--- Begin Task inputs ---
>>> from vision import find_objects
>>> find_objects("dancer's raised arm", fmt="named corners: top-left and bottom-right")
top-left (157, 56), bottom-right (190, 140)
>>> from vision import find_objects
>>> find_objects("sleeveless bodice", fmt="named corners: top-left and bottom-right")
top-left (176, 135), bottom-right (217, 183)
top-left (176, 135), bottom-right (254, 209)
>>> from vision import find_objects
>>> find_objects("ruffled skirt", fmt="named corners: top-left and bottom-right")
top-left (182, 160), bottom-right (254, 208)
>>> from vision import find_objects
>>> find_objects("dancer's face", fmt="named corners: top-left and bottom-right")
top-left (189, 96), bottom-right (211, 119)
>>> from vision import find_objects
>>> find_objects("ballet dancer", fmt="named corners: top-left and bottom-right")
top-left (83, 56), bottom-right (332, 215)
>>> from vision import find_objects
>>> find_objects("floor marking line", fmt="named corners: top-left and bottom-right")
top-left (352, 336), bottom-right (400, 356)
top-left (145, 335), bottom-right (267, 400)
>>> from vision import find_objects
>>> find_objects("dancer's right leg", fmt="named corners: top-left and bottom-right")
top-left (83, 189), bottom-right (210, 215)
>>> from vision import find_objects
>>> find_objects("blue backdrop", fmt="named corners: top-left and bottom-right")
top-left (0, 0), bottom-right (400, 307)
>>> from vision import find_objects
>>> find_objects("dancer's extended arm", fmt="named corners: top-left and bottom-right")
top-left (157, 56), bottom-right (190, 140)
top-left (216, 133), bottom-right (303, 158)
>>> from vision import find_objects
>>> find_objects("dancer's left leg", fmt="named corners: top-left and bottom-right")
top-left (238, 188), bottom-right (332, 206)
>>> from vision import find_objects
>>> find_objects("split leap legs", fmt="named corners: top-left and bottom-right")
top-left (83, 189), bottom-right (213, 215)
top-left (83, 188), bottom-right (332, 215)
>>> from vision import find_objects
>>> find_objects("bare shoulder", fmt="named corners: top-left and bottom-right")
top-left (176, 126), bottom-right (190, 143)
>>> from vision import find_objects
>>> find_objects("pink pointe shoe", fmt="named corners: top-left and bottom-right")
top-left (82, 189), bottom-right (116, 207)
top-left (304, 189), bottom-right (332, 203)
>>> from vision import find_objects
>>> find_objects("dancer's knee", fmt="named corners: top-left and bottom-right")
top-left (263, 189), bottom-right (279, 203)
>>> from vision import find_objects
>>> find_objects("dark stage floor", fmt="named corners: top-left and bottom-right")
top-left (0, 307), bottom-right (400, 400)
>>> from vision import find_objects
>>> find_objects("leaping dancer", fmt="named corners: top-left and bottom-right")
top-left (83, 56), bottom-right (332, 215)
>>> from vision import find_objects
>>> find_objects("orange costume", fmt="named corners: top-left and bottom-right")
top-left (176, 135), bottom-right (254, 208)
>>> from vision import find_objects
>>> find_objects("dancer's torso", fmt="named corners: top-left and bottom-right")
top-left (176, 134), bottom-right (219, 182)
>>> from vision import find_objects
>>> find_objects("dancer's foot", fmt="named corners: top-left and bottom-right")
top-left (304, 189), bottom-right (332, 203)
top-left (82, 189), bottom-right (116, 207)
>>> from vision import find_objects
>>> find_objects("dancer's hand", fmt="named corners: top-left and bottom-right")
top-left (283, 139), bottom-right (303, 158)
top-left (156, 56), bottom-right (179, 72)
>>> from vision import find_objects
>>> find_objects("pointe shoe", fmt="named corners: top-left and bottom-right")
--- End Task inputs ---
● **Exercise description**: Extract every line above that contains the word "floor", treating uppercase and lowercase as different.

● **Exercise result**:
>>> find_objects("floor marking line", fmt="named corners: top-left and bottom-right")
>>> find_objects("dark stage floor", fmt="named corners: top-left and bottom-right")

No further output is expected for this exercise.